Brian Matsui (17:07):
So, if I could next turn to Claim 5 again, there are two independent grounds with respect to Claim 5 and reasons to affirm. The first is Foster alone and the second is Foster and Sih. With respect to Foster alone, Foster discloses access requests based on the size. The board explicitly was—the board was not confused, and it didn’t treat request for blocks of pixels as the output request. At Appendix 20, the board found that Foster discloses generating access requests based on the sizes of request of pixels because of the size of the request is taken into account to make sure that it’s appropriate for the destination memory. And our expert testified at Appendix 2117, at paragraph 13, that the request in Foster are optimized according to the destination because an adjustment to the request would be necessary if the request seeks data in a specific memory that is the wrong size for that memory, such as if the memory was shared memory, is too short or long of a burst in the board at Appendix 20, specifically credited that testimony as unrebutted.
Brian Matsui (18:19):
And then that’s set forth in Foster itself, which is at Appendix 695, at columns 1141 to 56, where Foster says that the requests are mapped to the appropriate physical memory undergo further reordering to enhance efficiency, and then are formatted to the dedicated memory controller. And then at column 12, seven to 13, Foster says that the requests are optimized based on the size of the request of the destination memory. And so given this reference, this disclosure in Foster and the expert testimony, the board has clear substantial evidence to support its determination. Now, even setting Foster aside, there’s still is also a combination of Sih and Foster. And I just would like to address the other arguments that Broadcom’s counsel made. On the waiver argument, it really doesn’t make any sense. There just was no waiver here.
Brian Matsui (19:18):
At the hearing, there was no waiver of any reliance upon Sih, and I think that the reason why you could just look at the transcript itself at the hearing at Appendix 23, 28 to 30, at 23, 33 to 23 to 36, we argued how Sih satisfied that based on side’s request. And this was after the so-called waiver occurred. And far from saying that we waived anything, Broadcom joined issue on this, disputing it on the facts at Appendix 2353 to 2354, if there actually had been some sort of waiver of this combination at all, none of that would’ve been necessary at the hearing. So, it simply doesn’t make any sense and notably Broadcom can [inaudible]—
Judge Stoll (20:07):
Sir, just to clarify, you only gave—you’re arguing that you only gave up your own narrow claim construction, not the grounds to address it.

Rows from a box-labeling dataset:
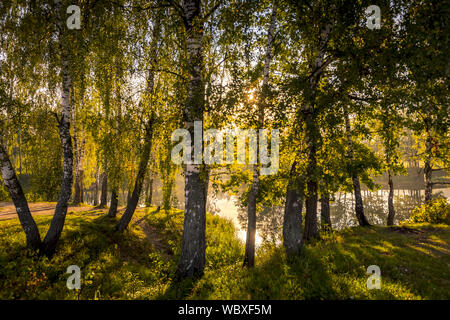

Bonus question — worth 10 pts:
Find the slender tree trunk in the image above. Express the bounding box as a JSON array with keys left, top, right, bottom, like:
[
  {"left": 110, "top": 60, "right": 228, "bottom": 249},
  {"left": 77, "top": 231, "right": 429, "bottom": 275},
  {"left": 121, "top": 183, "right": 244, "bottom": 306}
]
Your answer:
[
  {"left": 303, "top": 120, "right": 319, "bottom": 240},
  {"left": 108, "top": 188, "right": 119, "bottom": 218},
  {"left": 176, "top": 0, "right": 206, "bottom": 279},
  {"left": 98, "top": 172, "right": 108, "bottom": 208},
  {"left": 116, "top": 120, "right": 154, "bottom": 232},
  {"left": 423, "top": 130, "right": 433, "bottom": 203},
  {"left": 244, "top": 0, "right": 278, "bottom": 267},
  {"left": 94, "top": 168, "right": 99, "bottom": 207},
  {"left": 43, "top": 1, "right": 73, "bottom": 257},
  {"left": 387, "top": 170, "right": 395, "bottom": 226},
  {"left": 145, "top": 173, "right": 153, "bottom": 207},
  {"left": 0, "top": 145, "right": 41, "bottom": 250},
  {"left": 71, "top": 84, "right": 84, "bottom": 205},
  {"left": 283, "top": 161, "right": 304, "bottom": 257},
  {"left": 302, "top": 24, "right": 331, "bottom": 240},
  {"left": 244, "top": 164, "right": 259, "bottom": 267},
  {"left": 320, "top": 195, "right": 333, "bottom": 231},
  {"left": 116, "top": 12, "right": 161, "bottom": 232},
  {"left": 344, "top": 106, "right": 370, "bottom": 226}
]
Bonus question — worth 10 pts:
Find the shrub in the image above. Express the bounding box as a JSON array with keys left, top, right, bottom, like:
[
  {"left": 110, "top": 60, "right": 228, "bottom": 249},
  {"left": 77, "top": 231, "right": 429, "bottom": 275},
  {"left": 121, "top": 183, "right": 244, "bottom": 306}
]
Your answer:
[{"left": 408, "top": 198, "right": 450, "bottom": 225}]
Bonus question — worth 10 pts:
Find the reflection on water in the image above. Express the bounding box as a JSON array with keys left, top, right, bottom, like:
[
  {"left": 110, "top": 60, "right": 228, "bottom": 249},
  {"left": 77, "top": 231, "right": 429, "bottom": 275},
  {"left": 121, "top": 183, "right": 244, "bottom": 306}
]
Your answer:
[{"left": 214, "top": 188, "right": 450, "bottom": 246}]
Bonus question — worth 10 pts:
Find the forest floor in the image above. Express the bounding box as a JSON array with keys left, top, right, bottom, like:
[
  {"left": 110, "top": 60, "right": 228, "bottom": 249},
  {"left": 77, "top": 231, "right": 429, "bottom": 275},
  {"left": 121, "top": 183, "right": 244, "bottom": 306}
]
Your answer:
[
  {"left": 0, "top": 202, "right": 101, "bottom": 220},
  {"left": 0, "top": 207, "right": 450, "bottom": 299}
]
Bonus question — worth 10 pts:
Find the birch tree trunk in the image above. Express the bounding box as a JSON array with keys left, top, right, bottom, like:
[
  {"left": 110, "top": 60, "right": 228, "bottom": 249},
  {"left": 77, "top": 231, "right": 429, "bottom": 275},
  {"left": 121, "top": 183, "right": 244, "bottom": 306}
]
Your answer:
[
  {"left": 116, "top": 121, "right": 154, "bottom": 232},
  {"left": 244, "top": 0, "right": 278, "bottom": 267},
  {"left": 423, "top": 129, "right": 433, "bottom": 203},
  {"left": 0, "top": 144, "right": 41, "bottom": 250},
  {"left": 108, "top": 188, "right": 119, "bottom": 218},
  {"left": 320, "top": 195, "right": 332, "bottom": 231},
  {"left": 43, "top": 0, "right": 73, "bottom": 257},
  {"left": 98, "top": 171, "right": 108, "bottom": 208},
  {"left": 176, "top": 0, "right": 206, "bottom": 279},
  {"left": 72, "top": 79, "right": 84, "bottom": 205},
  {"left": 344, "top": 105, "right": 370, "bottom": 226},
  {"left": 145, "top": 172, "right": 153, "bottom": 207},
  {"left": 302, "top": 24, "right": 331, "bottom": 240},
  {"left": 116, "top": 12, "right": 161, "bottom": 232},
  {"left": 387, "top": 170, "right": 395, "bottom": 226}
]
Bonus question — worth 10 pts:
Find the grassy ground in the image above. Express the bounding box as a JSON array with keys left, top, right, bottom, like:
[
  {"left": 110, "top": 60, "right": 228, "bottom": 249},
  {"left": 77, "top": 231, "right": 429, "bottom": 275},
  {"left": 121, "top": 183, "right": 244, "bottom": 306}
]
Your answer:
[{"left": 0, "top": 208, "right": 450, "bottom": 299}]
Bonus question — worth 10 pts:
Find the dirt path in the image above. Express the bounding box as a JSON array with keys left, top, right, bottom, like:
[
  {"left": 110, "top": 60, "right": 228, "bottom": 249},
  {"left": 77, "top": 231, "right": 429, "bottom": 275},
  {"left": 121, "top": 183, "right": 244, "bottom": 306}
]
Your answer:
[
  {"left": 0, "top": 202, "right": 99, "bottom": 220},
  {"left": 133, "top": 207, "right": 173, "bottom": 260}
]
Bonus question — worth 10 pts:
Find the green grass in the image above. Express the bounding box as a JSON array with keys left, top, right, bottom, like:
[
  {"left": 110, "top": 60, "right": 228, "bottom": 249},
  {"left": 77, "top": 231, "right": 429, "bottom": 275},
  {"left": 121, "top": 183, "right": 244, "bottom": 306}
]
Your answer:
[{"left": 0, "top": 208, "right": 450, "bottom": 299}]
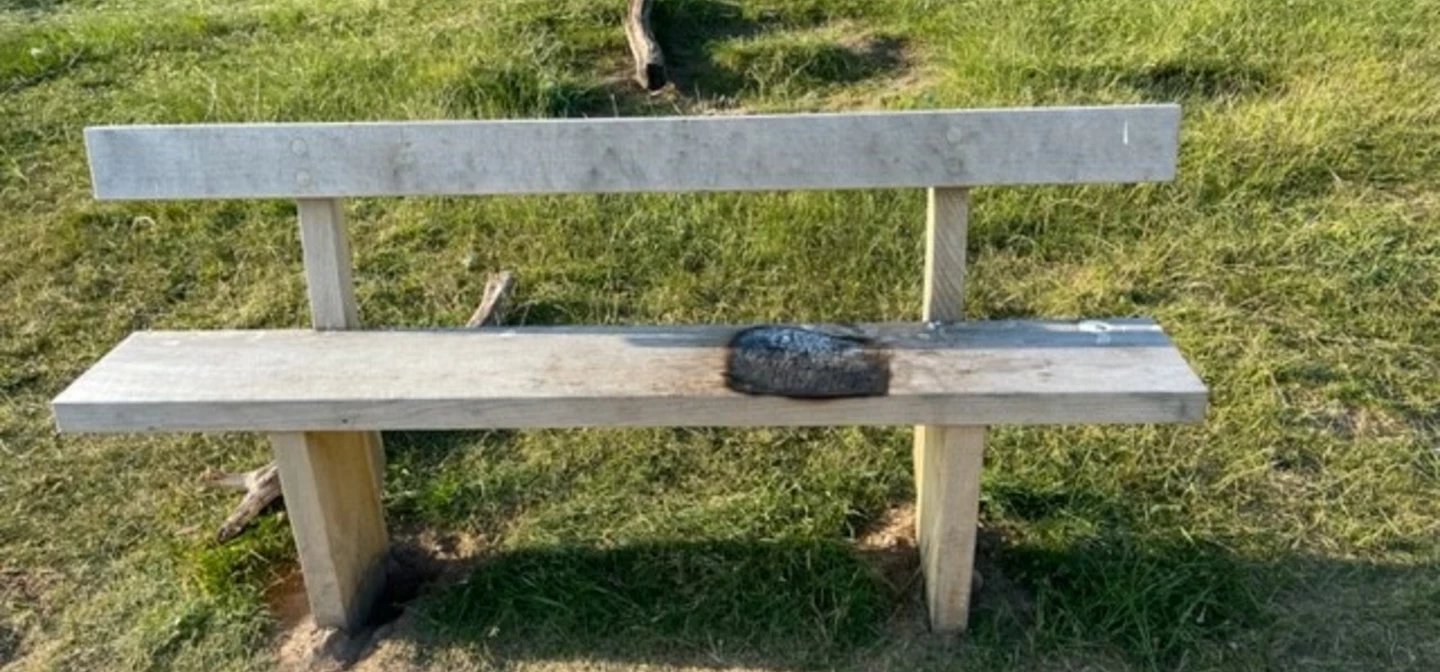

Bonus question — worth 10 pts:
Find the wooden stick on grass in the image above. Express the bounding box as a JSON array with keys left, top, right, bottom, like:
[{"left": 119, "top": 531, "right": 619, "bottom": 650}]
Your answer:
[{"left": 625, "top": 0, "right": 665, "bottom": 91}]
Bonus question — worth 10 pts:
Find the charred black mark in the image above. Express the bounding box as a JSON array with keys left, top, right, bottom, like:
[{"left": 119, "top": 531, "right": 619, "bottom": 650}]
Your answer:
[{"left": 724, "top": 325, "right": 890, "bottom": 399}]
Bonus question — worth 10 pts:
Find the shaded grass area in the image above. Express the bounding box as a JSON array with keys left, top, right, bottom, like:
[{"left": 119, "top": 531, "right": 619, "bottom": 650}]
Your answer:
[{"left": 0, "top": 0, "right": 1440, "bottom": 671}]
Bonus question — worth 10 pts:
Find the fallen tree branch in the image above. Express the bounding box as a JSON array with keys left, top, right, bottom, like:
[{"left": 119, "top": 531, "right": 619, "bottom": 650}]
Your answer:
[
  {"left": 625, "top": 0, "right": 665, "bottom": 91},
  {"left": 202, "top": 462, "right": 279, "bottom": 544},
  {"left": 465, "top": 271, "right": 516, "bottom": 328}
]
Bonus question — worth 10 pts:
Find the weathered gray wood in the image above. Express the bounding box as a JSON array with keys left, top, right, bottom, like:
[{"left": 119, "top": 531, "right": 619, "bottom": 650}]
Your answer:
[
  {"left": 53, "top": 319, "right": 1205, "bottom": 432},
  {"left": 271, "top": 432, "right": 390, "bottom": 632},
  {"left": 283, "top": 199, "right": 389, "bottom": 630},
  {"left": 625, "top": 0, "right": 665, "bottom": 91},
  {"left": 85, "top": 105, "right": 1179, "bottom": 199}
]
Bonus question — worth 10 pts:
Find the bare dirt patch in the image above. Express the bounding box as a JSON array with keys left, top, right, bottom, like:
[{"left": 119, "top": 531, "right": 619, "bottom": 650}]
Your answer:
[{"left": 265, "top": 531, "right": 487, "bottom": 672}]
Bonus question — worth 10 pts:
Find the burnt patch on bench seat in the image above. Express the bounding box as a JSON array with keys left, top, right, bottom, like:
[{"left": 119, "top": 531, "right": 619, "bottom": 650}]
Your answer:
[{"left": 724, "top": 325, "right": 890, "bottom": 399}]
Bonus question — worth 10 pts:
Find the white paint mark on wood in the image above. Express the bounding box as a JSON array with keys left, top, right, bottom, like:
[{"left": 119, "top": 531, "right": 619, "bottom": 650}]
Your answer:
[{"left": 85, "top": 105, "right": 1179, "bottom": 199}]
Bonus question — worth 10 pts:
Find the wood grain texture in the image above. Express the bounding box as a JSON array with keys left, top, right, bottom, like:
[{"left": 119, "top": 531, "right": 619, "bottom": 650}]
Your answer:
[
  {"left": 271, "top": 432, "right": 389, "bottom": 630},
  {"left": 914, "top": 426, "right": 985, "bottom": 633},
  {"left": 914, "top": 189, "right": 985, "bottom": 632},
  {"left": 85, "top": 105, "right": 1179, "bottom": 199},
  {"left": 624, "top": 0, "right": 665, "bottom": 91},
  {"left": 55, "top": 319, "right": 1205, "bottom": 432},
  {"left": 283, "top": 199, "right": 390, "bottom": 630},
  {"left": 297, "top": 199, "right": 360, "bottom": 330},
  {"left": 922, "top": 189, "right": 971, "bottom": 322},
  {"left": 297, "top": 199, "right": 384, "bottom": 491}
]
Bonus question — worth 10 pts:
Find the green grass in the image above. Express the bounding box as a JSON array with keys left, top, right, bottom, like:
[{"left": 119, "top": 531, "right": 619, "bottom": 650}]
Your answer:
[{"left": 0, "top": 0, "right": 1440, "bottom": 671}]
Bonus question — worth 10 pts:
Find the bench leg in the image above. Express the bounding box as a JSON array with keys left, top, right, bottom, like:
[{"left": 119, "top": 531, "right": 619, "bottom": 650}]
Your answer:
[
  {"left": 914, "top": 426, "right": 985, "bottom": 633},
  {"left": 271, "top": 432, "right": 389, "bottom": 630},
  {"left": 914, "top": 187, "right": 985, "bottom": 632}
]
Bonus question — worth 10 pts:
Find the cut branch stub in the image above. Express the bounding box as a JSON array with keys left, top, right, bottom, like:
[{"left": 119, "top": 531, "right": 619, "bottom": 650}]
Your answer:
[{"left": 625, "top": 0, "right": 665, "bottom": 91}]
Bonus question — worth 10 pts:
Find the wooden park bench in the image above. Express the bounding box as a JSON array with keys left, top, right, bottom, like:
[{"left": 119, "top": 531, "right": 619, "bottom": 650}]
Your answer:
[{"left": 53, "top": 105, "right": 1207, "bottom": 632}]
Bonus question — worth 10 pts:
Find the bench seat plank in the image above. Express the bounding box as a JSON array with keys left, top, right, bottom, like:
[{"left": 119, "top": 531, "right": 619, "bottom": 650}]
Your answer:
[{"left": 53, "top": 319, "right": 1207, "bottom": 432}]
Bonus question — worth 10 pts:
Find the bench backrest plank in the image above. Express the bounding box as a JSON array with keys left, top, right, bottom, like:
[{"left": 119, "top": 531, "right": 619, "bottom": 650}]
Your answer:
[{"left": 85, "top": 105, "right": 1179, "bottom": 200}]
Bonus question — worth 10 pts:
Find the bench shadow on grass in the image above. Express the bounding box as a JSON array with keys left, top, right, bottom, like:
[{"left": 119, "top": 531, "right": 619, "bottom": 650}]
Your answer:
[{"left": 354, "top": 474, "right": 1440, "bottom": 669}]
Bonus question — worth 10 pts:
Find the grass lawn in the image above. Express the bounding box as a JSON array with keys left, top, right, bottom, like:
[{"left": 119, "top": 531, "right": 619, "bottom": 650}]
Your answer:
[{"left": 0, "top": 0, "right": 1440, "bottom": 671}]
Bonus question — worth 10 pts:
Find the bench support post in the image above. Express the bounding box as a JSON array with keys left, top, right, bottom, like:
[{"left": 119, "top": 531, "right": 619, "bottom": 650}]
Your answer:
[
  {"left": 914, "top": 187, "right": 985, "bottom": 632},
  {"left": 271, "top": 199, "right": 389, "bottom": 630},
  {"left": 271, "top": 432, "right": 389, "bottom": 630}
]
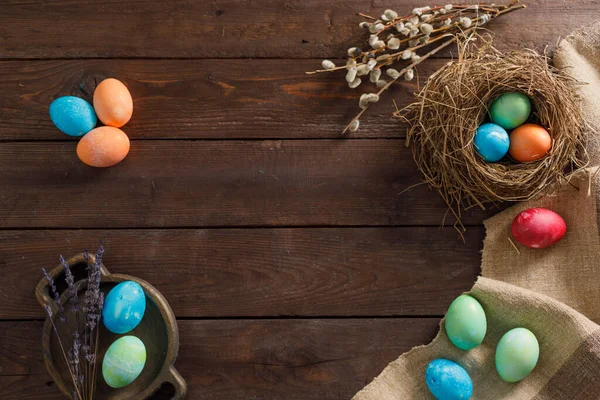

EXERCISE GOAL: Write the next part of the court hearing transcript on Claim 5, continuing after Judge Stoll's last line.

TASK ANSWER:
Brian Matsui (20:15):
Exactly, Your Honor. And we basically said under Broadcom’s construction, then Foster basically shows that all the claims would’ve been obvious. And, and that’s why at the hearing we went on and continued to talk about Sih under Broadcom’s theory, there would’ve been no reason at all to talk about Sih and, in fact, they would’ve had no reason to engage on that issue at the hearing itself as it continued. I would just say that on the other limitations with respect to reasonable expectation of success, our expert upon that, there will be no obstacles for a person of ordinary skill in the art to combine Foster and C, the board made a finding at Appendix 30 that we establish reasonable expectations of success. A person of ordinary skill will be capable of working within the technical constraints of known memory chips to combine to make this combination.
Brian Matsui (21:07):
Our expert, at Appendix 2113 to 2114, he said it would be straightforward to perform Foster’s reordering with requests that each includes multiple addresses like Sih, and the board at Appendix 30 credited this testimony and our expert cross references paragraph 72 to 73 of this first declaration where he makes clear that Foster and Sih both relate to memory access for motion compensation and video decoding. So, there’s ample evidence here of reasonable expectation of success. And this court’s decision in Samsung didn’t announce any broad rule. It was just affirming under the substantial evidence standard, a finding of no reasonable expectation of success in which there was actually a finding of incompatible technologies. That doesn’t exist at all here. In fact, the parties joined issue on that, and it was rejected.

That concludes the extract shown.